▶ [The task] Rewrite all of the material below as a numbered list, one line per item, leaving out any blank lines.

++++++++++++++++++++

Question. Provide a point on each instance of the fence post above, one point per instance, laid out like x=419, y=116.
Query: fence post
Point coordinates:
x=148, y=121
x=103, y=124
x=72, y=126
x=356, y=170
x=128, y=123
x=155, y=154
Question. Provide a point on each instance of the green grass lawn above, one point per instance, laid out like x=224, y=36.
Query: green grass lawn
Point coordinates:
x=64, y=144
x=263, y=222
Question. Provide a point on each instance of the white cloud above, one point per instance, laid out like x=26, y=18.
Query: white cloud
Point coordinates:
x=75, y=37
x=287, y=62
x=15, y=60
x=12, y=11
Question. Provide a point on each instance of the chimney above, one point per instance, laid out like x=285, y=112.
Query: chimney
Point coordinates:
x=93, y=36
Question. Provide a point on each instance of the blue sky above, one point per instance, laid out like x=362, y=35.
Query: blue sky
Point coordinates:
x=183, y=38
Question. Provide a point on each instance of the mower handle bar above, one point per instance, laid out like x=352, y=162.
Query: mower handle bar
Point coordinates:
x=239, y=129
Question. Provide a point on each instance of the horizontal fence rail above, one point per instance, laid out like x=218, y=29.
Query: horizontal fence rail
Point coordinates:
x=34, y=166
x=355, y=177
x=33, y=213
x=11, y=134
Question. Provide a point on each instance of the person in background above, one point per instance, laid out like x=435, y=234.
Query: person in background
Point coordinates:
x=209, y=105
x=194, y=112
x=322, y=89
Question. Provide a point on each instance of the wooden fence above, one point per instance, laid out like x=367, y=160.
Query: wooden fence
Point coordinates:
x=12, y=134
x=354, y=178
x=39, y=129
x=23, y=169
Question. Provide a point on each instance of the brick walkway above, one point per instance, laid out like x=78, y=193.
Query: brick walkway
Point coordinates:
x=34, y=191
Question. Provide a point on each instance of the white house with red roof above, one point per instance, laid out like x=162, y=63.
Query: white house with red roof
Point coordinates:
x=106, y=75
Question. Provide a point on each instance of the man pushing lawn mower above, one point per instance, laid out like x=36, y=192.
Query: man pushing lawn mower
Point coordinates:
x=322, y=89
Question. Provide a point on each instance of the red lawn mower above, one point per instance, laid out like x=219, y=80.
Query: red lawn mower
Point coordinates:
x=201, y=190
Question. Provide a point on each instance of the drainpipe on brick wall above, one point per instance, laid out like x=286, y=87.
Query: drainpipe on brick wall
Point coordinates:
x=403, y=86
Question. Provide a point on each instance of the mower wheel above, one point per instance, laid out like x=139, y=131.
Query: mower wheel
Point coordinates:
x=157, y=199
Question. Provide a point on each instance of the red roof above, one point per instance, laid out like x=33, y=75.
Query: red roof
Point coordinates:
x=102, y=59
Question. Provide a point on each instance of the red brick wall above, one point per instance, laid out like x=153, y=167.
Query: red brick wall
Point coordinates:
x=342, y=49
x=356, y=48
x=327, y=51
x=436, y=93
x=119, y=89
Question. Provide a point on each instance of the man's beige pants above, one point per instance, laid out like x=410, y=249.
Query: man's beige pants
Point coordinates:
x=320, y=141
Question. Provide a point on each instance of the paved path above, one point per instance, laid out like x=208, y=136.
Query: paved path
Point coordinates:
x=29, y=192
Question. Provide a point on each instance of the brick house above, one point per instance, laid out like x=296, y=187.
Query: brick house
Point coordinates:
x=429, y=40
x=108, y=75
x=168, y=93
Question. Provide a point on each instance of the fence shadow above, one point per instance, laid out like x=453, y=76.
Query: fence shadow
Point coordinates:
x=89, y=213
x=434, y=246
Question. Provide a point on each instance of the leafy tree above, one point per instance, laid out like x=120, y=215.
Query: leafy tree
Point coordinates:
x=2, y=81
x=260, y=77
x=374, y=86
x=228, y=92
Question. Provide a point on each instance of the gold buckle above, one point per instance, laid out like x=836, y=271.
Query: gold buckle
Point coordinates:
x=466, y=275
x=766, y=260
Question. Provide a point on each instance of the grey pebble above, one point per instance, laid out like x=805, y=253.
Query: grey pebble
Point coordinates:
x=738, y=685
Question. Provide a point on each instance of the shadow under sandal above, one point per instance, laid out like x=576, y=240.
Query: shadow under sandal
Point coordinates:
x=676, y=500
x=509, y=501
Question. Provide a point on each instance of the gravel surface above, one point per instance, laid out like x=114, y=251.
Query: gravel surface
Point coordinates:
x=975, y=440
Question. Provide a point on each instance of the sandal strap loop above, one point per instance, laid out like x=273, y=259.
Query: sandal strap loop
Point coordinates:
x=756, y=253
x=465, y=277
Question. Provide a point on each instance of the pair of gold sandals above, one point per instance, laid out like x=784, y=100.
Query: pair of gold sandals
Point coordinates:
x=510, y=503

++++++++++++++++++++

▶ [Written answer]
1. Question. Provide a point on each instance of the fence post above, one point per instance, laid out like x=419, y=116.
2. Query: fence post
3. Point coordinates:
4. x=148, y=121
5. x=103, y=124
6. x=72, y=126
7. x=356, y=170
8. x=128, y=123
9. x=155, y=154
10. Question. Provide a point on each instance of the green grass lawn above, one point per instance, laid out like x=224, y=36.
11. Query: green grass lawn
12. Point coordinates:
13. x=64, y=144
14. x=263, y=222
15. Question. Provide a point on each instance of the white cloud above, one point per instance, laid out like x=26, y=18.
16. Query: white cloud
17. Point coordinates:
18. x=75, y=37
19. x=287, y=62
20. x=15, y=60
21. x=12, y=11
22. Question. Provide a point on each instance of the chimney above, one point per instance, laid out like x=285, y=112.
23. Query: chimney
24. Point coordinates:
25. x=93, y=36
26. Question. Provide a point on each instance of the blue sky above, one point per instance, laid out like x=362, y=35.
27. Query: blue sky
28. Point coordinates:
29. x=183, y=38
30. Question. Provide a point on each instance of the mower handle bar above, one point per instance, laid out like x=352, y=162.
31. Query: mower handle bar
32. Point coordinates:
33. x=239, y=129
34. Question. Provide a point on each instance of the horizontal fence rail above, one point per instance, laid out like x=218, y=29.
35. Query: horizontal fence rail
36. Point coordinates:
37. x=34, y=166
38. x=355, y=177
39. x=33, y=213
40. x=11, y=134
41. Question. Provide a point on each instance of the person in background above, one point per instance, laid out like x=435, y=234.
42. Query: person in background
43. Point coordinates:
44. x=209, y=105
45. x=194, y=112
46. x=322, y=89
47. Question. Provide a point on each instance of the wooden fence above, one point per instance, laid out like x=367, y=160.
48. Query: wooden fence
49. Point coordinates:
50. x=12, y=134
51. x=354, y=178
52. x=39, y=129
53. x=23, y=169
54. Question. Provide a point on each instance of the brick walkway above, one point per instance, laid out like x=78, y=193.
55. Query: brick walkway
56. Point coordinates:
57. x=34, y=191
58. Question. Provide a point on each instance of the white house with red roof above, one point per instance, laid out like x=162, y=63.
59. Query: white house with red roof
60. Point coordinates:
61. x=106, y=75
62. Question. Provide a point on each instance of the man pushing lawn mower above, one point per instance, laid out like x=36, y=192.
63. Query: man pushing lawn mower
64. Point coordinates:
65. x=322, y=89
66. Question. Provide a point on each instance of the red lawn mower above, one point per instance, laid out like x=219, y=80.
67. Query: red lawn mower
68. Point coordinates:
69. x=201, y=190
70. Question. Provide a point on each instance of the drainpipe on brick wall above, one point per instance, laid out like x=286, y=87.
71. Query: drainpipe on brick wall
72. Point coordinates:
73. x=403, y=86
74. Question. Provide a point on each instance of the mower wheel above, one point per instance, laid out like x=139, y=131.
75. Query: mower wheel
76. Point coordinates:
77. x=157, y=199
78. Question. Provide a point on each instance of the red roof above, one point per instance, laid out like x=33, y=75.
79. Query: red roof
80. Point coordinates:
81. x=102, y=59
82. Question. Provide a point on each instance of the red brick wall above, one point per instance, laid out like x=153, y=167.
83. Query: red brick wall
84. Point coordinates:
85. x=342, y=49
86. x=356, y=48
87. x=327, y=51
88. x=436, y=93
89. x=119, y=89
90. Question. Provide a point on each instance of the man's beige pants above, one point per instance, laid out like x=410, y=249.
91. Query: man's beige pants
92. Point coordinates:
93. x=320, y=141
94. Question. Provide a point on each instance of the paved path above, one point per instance, laid out like x=208, y=136.
95. Query: paved path
96. Point coordinates:
97. x=29, y=192
98. Question. Provide a point on each instance of the brick house above, one point per instance, laid out like x=296, y=187.
99. Query: brick house
100. Point coordinates:
101. x=429, y=40
102. x=108, y=75
103. x=168, y=93
104. Question. Provide a point on each instance of the fence shadow above, one point per instance, laid out like x=453, y=76.
105. Query: fence shadow
106. Point coordinates:
107. x=89, y=213
108. x=434, y=246
109. Question. Provide a point on each instance of the leafy tree above, one point per instance, laid out like x=120, y=215.
110. Query: leafy tree
111. Point coordinates:
112. x=2, y=81
113. x=260, y=77
114. x=374, y=86
115. x=228, y=92
116. Question. Provide a point on each instance of the gold buckle above, one point per instance, laid out like x=836, y=271.
117. Query: gold buckle
118. Point coordinates:
119. x=466, y=275
120. x=766, y=260
121. Question. Provide a point on each instance of the grey pebble above, one point per instance, laid out like x=805, y=253.
122. Query: grey pebble
123. Point coordinates:
124. x=738, y=685
125. Question. Provide a point on each instance of the shadow under sandal above, one point per instance, laid out like x=576, y=240.
126. Query: shadow under sandal
127. Point coordinates:
128. x=676, y=500
129. x=509, y=501
130. Question. Provide a point on each instance of the gravel surface above, one point per instance, laid out like x=114, y=251.
131. Query: gravel surface
132. Point coordinates:
133. x=975, y=440
134. Question. Provide a point on each instance of the sandal strap loop above, one point per instance, laid out like x=273, y=259.
135. Query: sandal strap loop
136. Point coordinates:
137. x=756, y=253
138. x=465, y=277
139. Question. Provide a point on each instance of the pair of gold sandals above, one point per instance, laid out like x=784, y=100.
140. Query: pair of gold sandals
141. Point coordinates:
142. x=510, y=503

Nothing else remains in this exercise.